▸ Work order A
From the post on drug fillers, list every physical or emotional symptom the writer reports after a week on the new manufacturer's pills.
▸ Work order B
Update a passage of the post on drug fillers. Start with "Example time! Let's" and go on through "End rant #1.", writing it out with "fillers" replaced by "inactive ingredients".

▸ Source extract

::::::::::

Example time! Let's say Giant Drug Manufacturer A uses ground up mice penises as a filler, and Giant Drug Manufacturer B uses freeze dried bat turds. Your body may tolerate mice wangs better than guano. The chemical component of the drugs is the same, but the fillers might be different. I don't care how many pharmacists tell me this, but that means it is NOT THE SAME PILL. Unless both pills contain the exact same chemical ingredients AND the same fillers, they are.not.the.same. They are not pill twins-they are more like pill step brothers. End rant #1.

When I got the new drugs from the new manufacturer, I tried to keep an open mind. Sure, my body had adjusted to mice, but who's to say it couldn't embrace bats? I tried it out for about a week. My sleep got jacked up (who wants to wake up every 2-3 hours? Not this girl) and my hair started falling out (again). I was jittery and irritable and pissed off. Do you know why a company switches manufacturers? Because they get a cheaper deal with the new manufacturer. This makes hulk ANGRY.

::::::::::

▸ Records provided
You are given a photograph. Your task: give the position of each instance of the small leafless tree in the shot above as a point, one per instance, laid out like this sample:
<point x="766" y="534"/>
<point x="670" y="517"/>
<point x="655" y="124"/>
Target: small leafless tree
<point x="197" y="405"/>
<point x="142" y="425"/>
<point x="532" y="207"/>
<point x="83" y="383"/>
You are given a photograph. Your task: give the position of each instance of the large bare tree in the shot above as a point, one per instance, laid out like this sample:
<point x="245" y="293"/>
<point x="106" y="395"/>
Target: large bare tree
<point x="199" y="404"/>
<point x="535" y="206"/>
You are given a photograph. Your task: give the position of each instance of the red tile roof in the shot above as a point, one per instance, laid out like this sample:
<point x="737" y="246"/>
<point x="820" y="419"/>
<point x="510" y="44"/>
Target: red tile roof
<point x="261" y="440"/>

::::::::::

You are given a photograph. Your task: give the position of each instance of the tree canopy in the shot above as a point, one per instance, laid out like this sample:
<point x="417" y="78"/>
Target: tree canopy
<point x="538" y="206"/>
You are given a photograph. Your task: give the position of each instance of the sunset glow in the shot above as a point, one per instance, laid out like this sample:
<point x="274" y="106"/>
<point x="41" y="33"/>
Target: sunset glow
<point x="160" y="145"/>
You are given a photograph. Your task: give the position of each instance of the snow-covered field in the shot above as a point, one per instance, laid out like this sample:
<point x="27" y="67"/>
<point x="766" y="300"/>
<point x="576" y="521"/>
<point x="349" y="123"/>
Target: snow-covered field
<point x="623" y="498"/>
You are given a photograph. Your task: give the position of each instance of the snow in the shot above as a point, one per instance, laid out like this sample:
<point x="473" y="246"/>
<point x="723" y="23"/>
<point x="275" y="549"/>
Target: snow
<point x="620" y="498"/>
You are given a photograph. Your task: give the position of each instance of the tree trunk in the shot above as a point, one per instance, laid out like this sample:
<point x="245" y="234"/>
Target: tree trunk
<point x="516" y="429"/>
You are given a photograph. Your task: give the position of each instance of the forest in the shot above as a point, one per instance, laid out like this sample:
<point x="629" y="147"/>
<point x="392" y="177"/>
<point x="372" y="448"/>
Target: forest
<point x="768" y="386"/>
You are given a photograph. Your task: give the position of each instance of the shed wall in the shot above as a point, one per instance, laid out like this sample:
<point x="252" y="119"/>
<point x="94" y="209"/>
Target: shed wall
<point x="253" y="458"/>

::::::::::

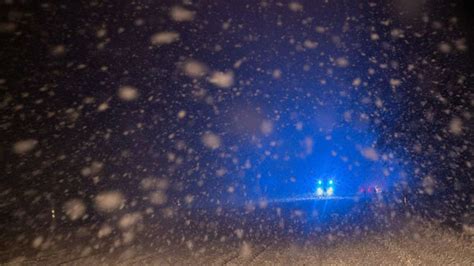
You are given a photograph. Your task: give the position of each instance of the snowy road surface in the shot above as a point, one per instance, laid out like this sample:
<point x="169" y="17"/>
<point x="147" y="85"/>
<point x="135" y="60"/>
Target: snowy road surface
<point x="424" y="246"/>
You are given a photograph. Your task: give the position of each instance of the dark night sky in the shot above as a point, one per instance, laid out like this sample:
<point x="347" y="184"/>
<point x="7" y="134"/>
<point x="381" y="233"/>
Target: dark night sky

::::::::::

▸ Written solution A
- Disrupted sleep, with waking every 2-3 hours
- Hair falling out again
- Jitteriness
- Irritability
- Being pissed off

▸ Written solution B
Example time! Let's say Giant Drug Manufacturer A uses ground up mice penises as a filler, and Giant Drug Manufacturer B uses freeze dried bat turds. Your body may tolerate mice wangs better than guano. The chemical component of the drugs is the same, but the inactive ingredients might be different. I don't care how many pharmacists tell me this, but that means it is NOT THE SAME PILL. Unless both pills contain the exact same chemical ingredients AND the same inactive ingredients, they are.not.the.same. They are not pill twins-they are more like pill step brothers. End rant #1.